• PROBLEM TO WORK ON
Print the records below exactly, and do not carry over any picture.

• MATERIAL PROVIDED
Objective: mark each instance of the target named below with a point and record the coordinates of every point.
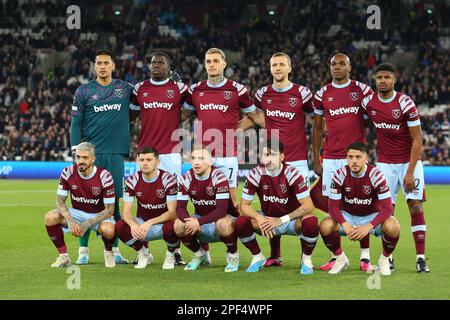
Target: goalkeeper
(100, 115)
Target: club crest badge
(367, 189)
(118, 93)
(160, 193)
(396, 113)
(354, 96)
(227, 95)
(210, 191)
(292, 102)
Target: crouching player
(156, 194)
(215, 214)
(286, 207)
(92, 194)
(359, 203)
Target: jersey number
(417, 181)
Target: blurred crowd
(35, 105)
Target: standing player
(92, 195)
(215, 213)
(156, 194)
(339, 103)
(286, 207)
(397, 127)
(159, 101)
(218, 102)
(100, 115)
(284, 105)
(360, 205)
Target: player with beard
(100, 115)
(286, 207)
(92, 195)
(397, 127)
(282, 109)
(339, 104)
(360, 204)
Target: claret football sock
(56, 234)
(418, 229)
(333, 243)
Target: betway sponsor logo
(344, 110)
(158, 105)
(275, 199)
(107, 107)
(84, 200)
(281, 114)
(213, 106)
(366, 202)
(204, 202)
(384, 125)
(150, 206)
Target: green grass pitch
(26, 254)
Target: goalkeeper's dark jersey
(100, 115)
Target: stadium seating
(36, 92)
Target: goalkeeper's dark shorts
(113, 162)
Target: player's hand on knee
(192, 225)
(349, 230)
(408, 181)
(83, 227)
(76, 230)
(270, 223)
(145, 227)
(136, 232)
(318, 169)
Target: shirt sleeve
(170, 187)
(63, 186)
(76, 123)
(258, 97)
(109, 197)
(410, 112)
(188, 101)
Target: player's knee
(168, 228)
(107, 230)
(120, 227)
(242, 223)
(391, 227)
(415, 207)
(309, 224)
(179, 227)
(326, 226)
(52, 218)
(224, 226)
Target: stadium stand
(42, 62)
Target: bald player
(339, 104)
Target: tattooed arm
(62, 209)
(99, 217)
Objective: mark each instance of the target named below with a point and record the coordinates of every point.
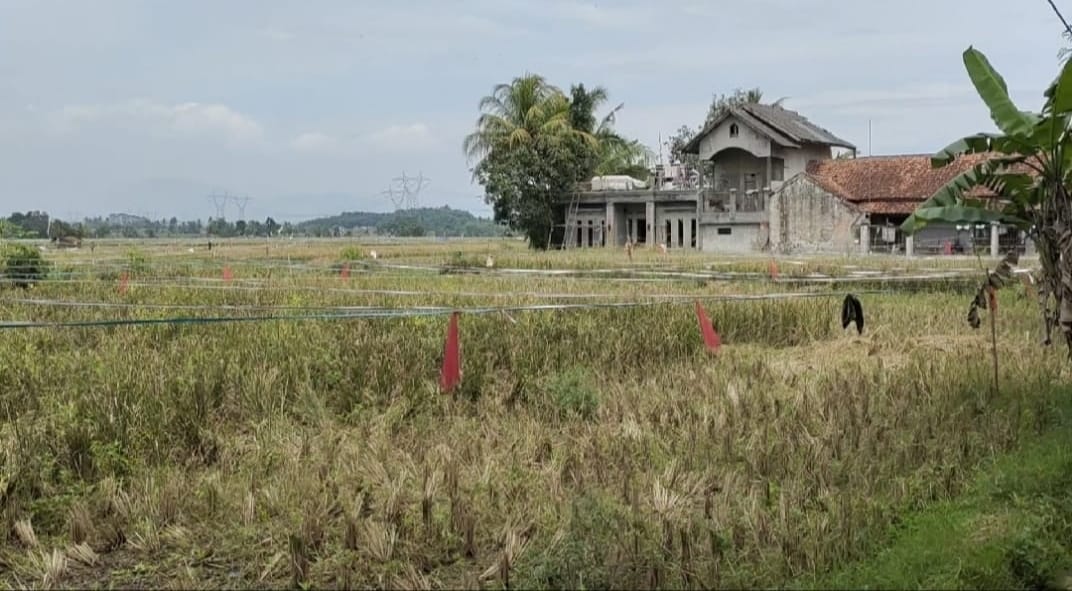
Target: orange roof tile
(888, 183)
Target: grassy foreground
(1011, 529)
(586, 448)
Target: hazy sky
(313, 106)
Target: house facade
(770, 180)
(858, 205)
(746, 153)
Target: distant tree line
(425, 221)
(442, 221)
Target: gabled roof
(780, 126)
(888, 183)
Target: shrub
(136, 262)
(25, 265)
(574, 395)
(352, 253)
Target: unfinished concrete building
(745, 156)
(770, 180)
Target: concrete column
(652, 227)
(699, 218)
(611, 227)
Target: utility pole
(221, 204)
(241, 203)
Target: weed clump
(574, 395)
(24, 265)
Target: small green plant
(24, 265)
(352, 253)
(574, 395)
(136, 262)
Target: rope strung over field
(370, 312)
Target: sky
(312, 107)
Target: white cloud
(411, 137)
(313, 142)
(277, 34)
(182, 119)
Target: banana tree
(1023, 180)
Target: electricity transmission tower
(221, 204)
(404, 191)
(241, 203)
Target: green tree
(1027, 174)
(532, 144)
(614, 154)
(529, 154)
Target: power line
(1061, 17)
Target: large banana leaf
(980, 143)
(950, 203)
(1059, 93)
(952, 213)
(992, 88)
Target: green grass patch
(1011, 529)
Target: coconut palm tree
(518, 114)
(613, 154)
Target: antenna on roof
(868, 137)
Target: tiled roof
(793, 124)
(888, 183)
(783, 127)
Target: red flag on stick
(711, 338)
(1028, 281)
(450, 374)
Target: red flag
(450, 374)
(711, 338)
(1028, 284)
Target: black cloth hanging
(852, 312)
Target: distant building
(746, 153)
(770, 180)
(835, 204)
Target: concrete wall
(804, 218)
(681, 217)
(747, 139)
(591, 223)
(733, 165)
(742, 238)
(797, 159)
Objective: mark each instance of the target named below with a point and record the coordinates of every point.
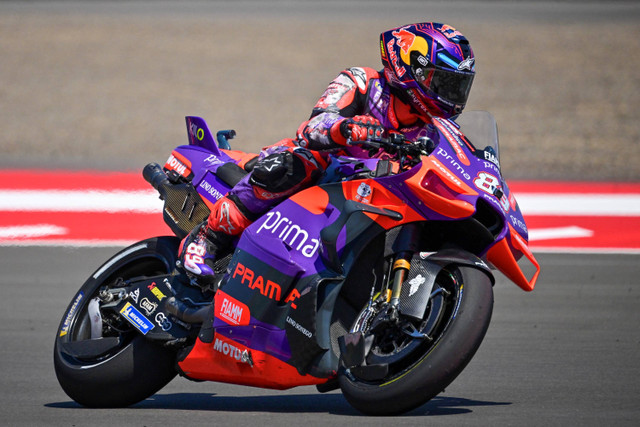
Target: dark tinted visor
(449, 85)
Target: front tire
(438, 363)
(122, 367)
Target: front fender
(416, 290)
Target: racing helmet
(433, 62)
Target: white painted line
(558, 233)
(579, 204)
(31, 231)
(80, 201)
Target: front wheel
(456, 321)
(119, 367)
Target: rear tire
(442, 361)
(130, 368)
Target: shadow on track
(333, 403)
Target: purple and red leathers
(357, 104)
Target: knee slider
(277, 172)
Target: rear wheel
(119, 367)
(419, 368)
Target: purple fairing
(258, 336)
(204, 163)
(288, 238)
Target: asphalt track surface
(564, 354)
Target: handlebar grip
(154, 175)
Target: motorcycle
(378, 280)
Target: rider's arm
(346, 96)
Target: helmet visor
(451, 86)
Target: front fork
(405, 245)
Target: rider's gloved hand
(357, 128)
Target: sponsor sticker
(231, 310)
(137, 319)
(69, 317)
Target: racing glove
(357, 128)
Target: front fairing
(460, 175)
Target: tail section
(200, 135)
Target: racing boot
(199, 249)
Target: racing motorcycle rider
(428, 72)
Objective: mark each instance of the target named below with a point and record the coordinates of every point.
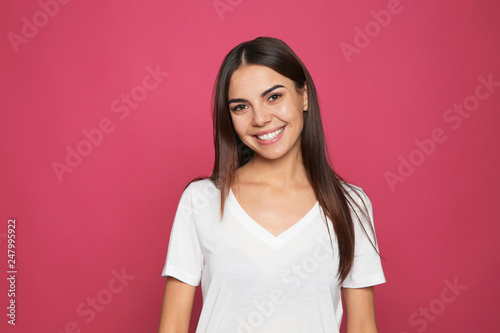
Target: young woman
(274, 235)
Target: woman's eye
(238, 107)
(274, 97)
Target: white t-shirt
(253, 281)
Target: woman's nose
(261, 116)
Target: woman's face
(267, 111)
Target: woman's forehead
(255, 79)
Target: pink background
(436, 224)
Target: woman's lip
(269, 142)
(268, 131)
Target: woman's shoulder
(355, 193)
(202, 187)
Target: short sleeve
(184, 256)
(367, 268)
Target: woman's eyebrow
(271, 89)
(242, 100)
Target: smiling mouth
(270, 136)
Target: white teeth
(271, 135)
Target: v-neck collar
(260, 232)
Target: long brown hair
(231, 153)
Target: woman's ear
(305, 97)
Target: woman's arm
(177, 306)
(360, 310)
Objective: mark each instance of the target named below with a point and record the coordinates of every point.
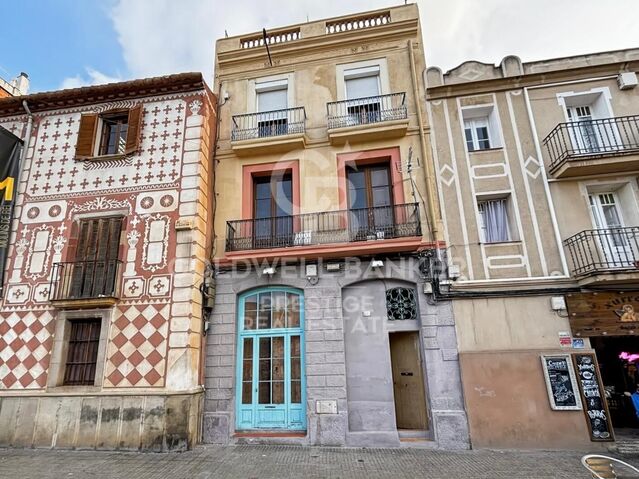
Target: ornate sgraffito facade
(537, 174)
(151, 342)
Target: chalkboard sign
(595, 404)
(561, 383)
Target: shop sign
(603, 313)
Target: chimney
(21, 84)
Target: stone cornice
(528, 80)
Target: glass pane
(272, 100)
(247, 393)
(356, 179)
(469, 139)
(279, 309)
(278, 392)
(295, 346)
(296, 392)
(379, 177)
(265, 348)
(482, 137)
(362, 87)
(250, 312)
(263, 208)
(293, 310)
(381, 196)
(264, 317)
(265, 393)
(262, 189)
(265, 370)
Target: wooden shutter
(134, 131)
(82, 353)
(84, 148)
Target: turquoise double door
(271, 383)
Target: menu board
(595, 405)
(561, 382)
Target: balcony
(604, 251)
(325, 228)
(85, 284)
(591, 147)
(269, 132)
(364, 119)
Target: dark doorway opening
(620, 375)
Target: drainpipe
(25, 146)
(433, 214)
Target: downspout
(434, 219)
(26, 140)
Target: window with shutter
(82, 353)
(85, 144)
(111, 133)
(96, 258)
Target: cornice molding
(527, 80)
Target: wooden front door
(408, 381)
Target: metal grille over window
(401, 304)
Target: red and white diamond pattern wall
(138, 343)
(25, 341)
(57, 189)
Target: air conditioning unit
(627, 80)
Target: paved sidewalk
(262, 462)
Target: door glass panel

• REPLY
Objective: mark each instance of the target named below with a point and record the coordinates of every point.
Target: goalkeeper
(100, 115)
Target: club crest badge
(367, 189)
(118, 93)
(160, 193)
(396, 113)
(354, 96)
(227, 95)
(210, 191)
(292, 102)
Target: crouching player
(156, 194)
(215, 214)
(286, 207)
(92, 194)
(359, 203)
Target: jersey number
(417, 181)
Target: blurred crowd
(35, 105)
Target: standing player
(92, 195)
(215, 213)
(156, 194)
(339, 103)
(286, 207)
(397, 127)
(159, 101)
(218, 102)
(100, 115)
(284, 105)
(360, 205)
Target: player with beard
(100, 115)
(286, 207)
(92, 195)
(397, 127)
(282, 109)
(339, 104)
(360, 204)
Target: claret football sock
(56, 234)
(418, 229)
(333, 243)
Target: betway sponsor logo
(344, 110)
(158, 105)
(275, 199)
(107, 107)
(84, 200)
(281, 114)
(213, 106)
(366, 202)
(204, 202)
(384, 125)
(150, 206)
Target: green grass pitch
(26, 254)
Target: goalkeeper's dark jersey
(100, 115)
Target: stadium seating
(36, 92)
Target: goalkeeper's dark shorts
(113, 162)
Target: player's hand on knee
(192, 225)
(349, 230)
(408, 181)
(83, 227)
(76, 230)
(270, 223)
(145, 227)
(136, 232)
(318, 169)
Target: shirt sleeve
(170, 187)
(63, 186)
(76, 123)
(258, 97)
(109, 197)
(410, 112)
(188, 101)
Target: player's knee
(168, 228)
(107, 230)
(120, 227)
(242, 223)
(391, 227)
(415, 207)
(309, 224)
(179, 227)
(326, 226)
(52, 218)
(224, 226)
Target: stadium stand
(42, 62)
Target: bald player
(339, 104)
Target: tattooed arm
(62, 209)
(99, 217)
Objective: mark each instance of the target named below with a point and record the coordinates of every point.
Target: orange roof tile
(888, 183)
Target: grassy foreground
(1011, 529)
(586, 448)
Target: hazy sky
(313, 106)
Target: house facade
(770, 180)
(858, 205)
(746, 153)
Target: distant tree line
(425, 221)
(442, 221)
Target: gabled roof
(780, 126)
(888, 183)
Target: shrub
(136, 262)
(25, 265)
(574, 395)
(352, 253)
Target: unfinished concrete building
(745, 156)
(770, 180)
Target: concrete column
(652, 227)
(699, 218)
(611, 227)
Target: utility pole
(221, 204)
(241, 203)
Target: weed clump
(574, 395)
(24, 265)
Target: small green plant
(24, 265)
(352, 253)
(574, 395)
(136, 262)
Target: rope strung over field
(370, 312)
Target: sky
(312, 107)
Target: white cloud
(411, 137)
(313, 142)
(277, 34)
(182, 119)
Target: banana tree
(1023, 180)
Target: electricity transmission tower
(221, 204)
(404, 191)
(241, 203)
Target: green tree
(1027, 174)
(532, 144)
(614, 154)
(529, 154)
Target: power line
(1061, 17)
Target: large banana leaf
(980, 143)
(950, 203)
(1059, 93)
(952, 213)
(992, 88)
Target: green grass patch
(1011, 529)
Target: coconut palm tree
(518, 114)
(613, 154)
Target: antenna on roof
(868, 137)
Target: tiled roof
(793, 124)
(888, 183)
(783, 127)
Target: red flag on stick
(711, 338)
(1028, 281)
(450, 374)
Target: red flag
(450, 374)
(711, 338)
(1028, 284)
Target: black cloth hanging
(852, 312)
Target: distant building
(746, 153)
(770, 180)
(835, 204)
Target: concrete wall
(804, 218)
(681, 217)
(747, 139)
(591, 223)
(733, 165)
(742, 238)
(797, 159)
Objective: mark each instance of the target named below with a point and record the coordinates of every point.
Target: dark tinted visor
(449, 85)
Target: front tire
(438, 363)
(122, 367)
Target: front fender
(416, 290)
Target: racing helmet
(433, 62)
Target: white painted line
(558, 233)
(579, 204)
(31, 231)
(80, 201)
Target: front wheel
(456, 321)
(119, 367)
Target: rear tire
(442, 361)
(130, 368)
Target: shadow on track
(333, 403)
Target: purple and red leathers
(357, 104)
Target: knee slider
(277, 172)
Target: rear wheel
(119, 367)
(419, 368)
Target: purple fairing
(258, 336)
(204, 163)
(288, 238)
Target: asphalt track surface
(564, 354)
Target: handlebar grip
(154, 175)
Target: motorcycle
(378, 280)
Target: rider's arm
(346, 96)
Target: helmet visor
(451, 86)
Target: front fork
(405, 245)
Target: rider's gloved hand
(357, 128)
Target: sponsor sticker
(231, 310)
(137, 319)
(69, 317)
Target: racing glove
(357, 128)
Target: front fairing
(460, 175)
Target: tail section
(200, 135)
Target: racing boot
(199, 249)
Target: racing motorcycle rider
(428, 72)
Objective: mark each instance of the target named below with a point and record the coordinates of every point.
Target: young woman
(274, 235)
Target: woman's eye
(238, 107)
(274, 97)
Target: white t-shirt
(253, 281)
Target: woman's nose
(261, 116)
Target: woman's face
(267, 111)
Target: woman's forehead
(255, 79)
Target: pink background
(436, 224)
Target: woman's lip
(269, 142)
(268, 131)
Target: woman's shoulder
(355, 193)
(202, 187)
Target: short sleeve
(184, 256)
(367, 268)
Target: woman's eyebrow
(271, 89)
(242, 100)
Target: smiling mouth
(270, 136)
Target: white teeth
(271, 135)
Target: v-neck collar
(260, 232)
Target: long brown hair
(231, 153)
Target: woman's ear
(305, 97)
Target: woman's arm
(177, 306)
(360, 310)
Objective: mark each instance of the target named below with a point and record the coordinates of every point.
Target: ornate sgraffito facade
(537, 174)
(151, 342)
Target: chalkboard sign
(595, 404)
(561, 383)
Target: shop sign
(603, 313)
Target: chimney
(21, 84)
Target: stone cornice
(528, 80)
Target: glass pane
(272, 100)
(247, 393)
(356, 179)
(469, 139)
(279, 309)
(278, 392)
(295, 346)
(296, 392)
(379, 177)
(265, 348)
(482, 137)
(362, 87)
(250, 312)
(263, 208)
(293, 310)
(381, 196)
(264, 317)
(265, 393)
(262, 189)
(265, 370)
Target: wooden shutter
(134, 131)
(82, 353)
(84, 148)
Target: turquoise double door
(271, 383)
Target: menu board
(595, 405)
(561, 382)
Target: balcony
(604, 251)
(325, 228)
(85, 284)
(591, 147)
(269, 132)
(364, 119)
Target: dark doorway opening
(620, 375)
Target: drainpipe
(25, 146)
(433, 214)
Target: downspout
(434, 219)
(26, 140)
Target: window with shutter
(82, 353)
(85, 144)
(111, 133)
(96, 258)
Target: cornice molding
(527, 80)
Target: wooden front door
(408, 381)
Target: metal grille over window
(401, 304)
Target: red and white diamond pattern wall
(138, 343)
(25, 341)
(57, 189)
Target: air conditioning unit
(627, 80)
Target: paved sidewalk
(262, 462)
Target: door glass panel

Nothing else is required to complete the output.